Cc: David S. Miller <[email protected]>
Cc: Frederic Weisbecker <[email protected]>
Cc: Ingo Molnar <[email protected]>
Cc: Paul Mackerras <[email protected]>
Cc: Peter Zijlstra <[email protected]>
Cc: Robert Richter <[email protected]>
LKML-Reference: <[email protected]>
Signed-off-by: Stephane Eranian <[email protected]>
Signed-off-by: Arnaldo Carvalho de Melo <[email protected]>
---
tools/perf/Documentation/perf-stat.txt | 5 +
tools/perf/builtin-stat.c | 169 +++++++++++++++++++++++++++-----
2 files changed, 149 insertions(+), 25 deletions(-)

» **Stated exercise 1**
Repeat the patch header from "Cc: David S." to "insertions(+), 25 deletions(-)".
The patch header and the listing have nothing to do with each other.

» **Given entries**
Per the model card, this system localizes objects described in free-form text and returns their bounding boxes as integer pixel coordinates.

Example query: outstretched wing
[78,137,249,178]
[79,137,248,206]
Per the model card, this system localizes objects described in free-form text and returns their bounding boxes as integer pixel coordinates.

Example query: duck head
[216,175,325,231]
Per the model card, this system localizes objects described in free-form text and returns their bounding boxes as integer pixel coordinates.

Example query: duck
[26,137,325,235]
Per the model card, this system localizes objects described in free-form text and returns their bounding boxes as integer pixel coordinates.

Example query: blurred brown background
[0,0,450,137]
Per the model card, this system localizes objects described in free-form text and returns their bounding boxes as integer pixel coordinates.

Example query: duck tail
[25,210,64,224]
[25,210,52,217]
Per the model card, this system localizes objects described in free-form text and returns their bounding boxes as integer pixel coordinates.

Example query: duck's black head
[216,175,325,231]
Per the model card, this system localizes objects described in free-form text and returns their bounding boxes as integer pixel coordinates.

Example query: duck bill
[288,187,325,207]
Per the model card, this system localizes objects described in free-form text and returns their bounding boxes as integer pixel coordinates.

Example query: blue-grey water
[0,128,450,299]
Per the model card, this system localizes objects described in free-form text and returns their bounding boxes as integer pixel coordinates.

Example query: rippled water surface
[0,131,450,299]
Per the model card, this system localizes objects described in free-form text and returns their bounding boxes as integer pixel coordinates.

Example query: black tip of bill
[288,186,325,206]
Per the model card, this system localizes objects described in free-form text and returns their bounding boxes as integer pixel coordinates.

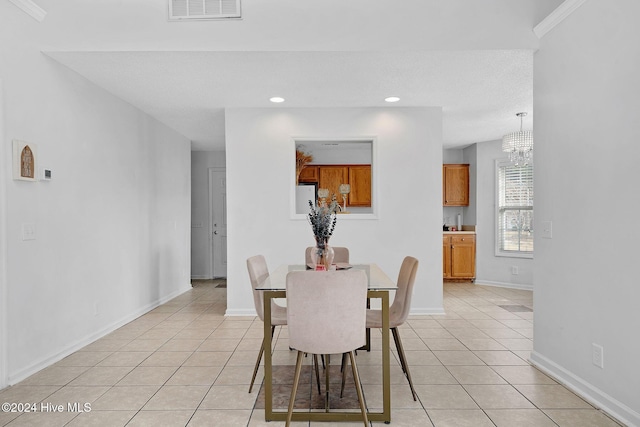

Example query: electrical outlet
[591,343,604,369]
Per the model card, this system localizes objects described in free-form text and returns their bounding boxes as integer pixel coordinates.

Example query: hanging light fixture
[502,113,533,166]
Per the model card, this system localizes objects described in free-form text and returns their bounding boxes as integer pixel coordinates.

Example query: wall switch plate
[40,168,52,181]
[22,223,36,240]
[591,343,604,369]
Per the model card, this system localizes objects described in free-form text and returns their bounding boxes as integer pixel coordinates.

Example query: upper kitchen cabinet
[349,165,371,206]
[442,164,469,206]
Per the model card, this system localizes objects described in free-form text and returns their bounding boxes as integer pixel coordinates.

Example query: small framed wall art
[13,139,38,181]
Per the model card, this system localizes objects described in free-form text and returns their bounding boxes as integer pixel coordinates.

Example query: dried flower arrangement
[307,200,337,249]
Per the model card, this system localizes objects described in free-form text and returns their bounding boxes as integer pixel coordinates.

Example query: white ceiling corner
[9,0,47,22]
[533,0,587,39]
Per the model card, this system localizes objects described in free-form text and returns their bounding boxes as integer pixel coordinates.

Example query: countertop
[442,224,476,234]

» **Stated exercise 2**
Gather every line of the listing that contains the word "wall".

» **Correct result 1**
Cc: David S. Miller <[email protected]>
Cc: Frederic Weisbecker <[email protected]>
Cc: Ingo Molnar <[email protected]>
Cc: Paul Mackerras <[email protected]>
Cc: Peter Zijlstra <[email protected]>
Cc: Robert Richter <[email protected]>
LKML-Reference: <[email protected]>
Signed-off-by: Stephane Eranian <[email protected]>
Signed-off-by: Arnaldo Carvalho de Melo <[email protected]>
---
tools/perf/Documentation/perf-stat.txt | 5 +
tools/perf/builtin-stat.c | 169 +++++++++++++++++++++++++++-----
2 files changed, 149 insertions(+), 25 deletions(-)

» **Correct result 2**
Example query: wall switch plate
Example query: small framed wall art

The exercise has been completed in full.